▶ **Proposta de atividade**:
Dê continuidade ao trecho selecionado abaixo, a decisão judicial sobre o pedido de indenização contra o cartel de gases industriais, a partir da última frase apresentada.

▶ **Trecho selecionado**:
A parte autora sustenta, em apertada síntese, que no desempenho de sua atividade institucional faz uso de gases industriais, comercializados aos milhões de toneladas pelas rés agrupadas em cartel, conforme Processo CADE 08012.009888/2003-70, com sobrepreço, fatos que caracterizam, no seu entender, danos materiais e morais a direitos individuais e homogêneos.

A inicial veio acompanhada de documentos (fls. 27/2655). Intimado, o Conselho Administrativo de Defesa Econômica – CADE manifestou seu interesse em integrar o feito como assistente da autora. É o Relatório. Decido.

A autora não é parte legítima para propor a presente demanda. A Constituição Federal de 1988 atribuiu, expressamente, ao Ministério Público, a função institucional de defender os interesses sociais, individuais indisponíveis, difusos e coletivos (art. 127, caput e 129, III), notadamente pela via da ação civil pública.

Os interesses transindividuais ou metaindividuais, denominação que reúne as categorias de difusos, coletivos e individuais homogêneos, ainda não estão firmemente conceituados, mas assumem duas notas distintivas essenciais, uma no que se refere a sua titularidade e outra, relativamente ao seu objeto.

Tanto os direitos difusos, quanto os coletivos caracterizam-se pela extrapolação do campo individual, mais restrita no caso dos coletivos, pois sua amplitude está limitada aos componentes de grupo, classe ou categoria, a qual, ainda que aparentemente indeterminável, é passível de determinação. Já os interesses difusos perpassam a órbita individual a ponto de tornar inviável a identificação de seus titulares.

Diferenciam-se também pela disposição do objeto da demanda, que na hipótese dos direitos difusos não se verifica, por se tratar de interesses indisponíveis. Outrossim, os sujeitos nos interesses coletivos estão unidos por relação jurídica-base que os agrupam em classe, categoria ou grupo, enquanto nos de natureza difusa, pela própria indeterminação dos titulares, a união se dá por mero vínculo de fato.

Os direitos individuais homogêneos formam categoria cuja transindividualidade é legal e instrumental, porque nesse caso os sujeitos são determináveis, o objeto é perfeitamente divisível e disponível e os indivíduos estão unidos por núcleo comum de questões de direito ou de fato. São interesses, portanto, que assumem especial relevância social e jurídica, singularizados pelo espectro subjetivo que desenham, pois de um mesmo fato podem decorrer interesses individuais (sentido clássico), individuais homogêneos (multiplicidade de titulares de um mesmo interesse), coletivos (sentido estrito), difusos e até públicos.

O caso vertente, analisado sob o influxo dessas considerações, e, como reconhecido na inicial, não pode ser considerado como difuso ou coletivo, porque veicula pretensão de índole puramente individual, já que a autora pretende seu ressarcimento por eventuais danos materiais e morais pela comercialização de gases industriais em regime de cartel e, ainda que esse direito subjetivo caiba a outros interessados e legitimados, o pleito não extrapola a esfera privativa de seus titulares imediatos.

▶ **Material de apoio**:
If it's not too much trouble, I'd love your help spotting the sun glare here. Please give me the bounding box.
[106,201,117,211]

▶ **Resultado do exercício**:
De qualquer sorte, a legitimidade para promover ação civil pública objetivando a defesa de direitos individuais homogêneos e disponíveis ocorre em hipóteses restritas, quando houver interesses público e social relevantes ou, no caso da lei atribuir tal legitimidade, o que não é o caso dos autos.

Por outro lado, ainda que se atribua à pretensão conotação de direito coletivo ou difuso, imperioso destacar que a parte autora não demonstrou, objetivamente, a relação de pertinência entre sua finalidade institucional e o pedido veiculado na demanda.

A interpretação literal dos artigos 5º, da Lei 7.347/85 e artigo 82, IV, do Código de Defesa do Consumidor permitiria concluir que só às associações civis exige-se o requisito da pertinência temática, entretanto, onde há a mesma razão deve-se aplicar a mesma disposição, pois as entidades da administração pública também têm seus fins peculiares, os quais, nem sempre, se coadunam com a defesa de interesses difusos e coletivos.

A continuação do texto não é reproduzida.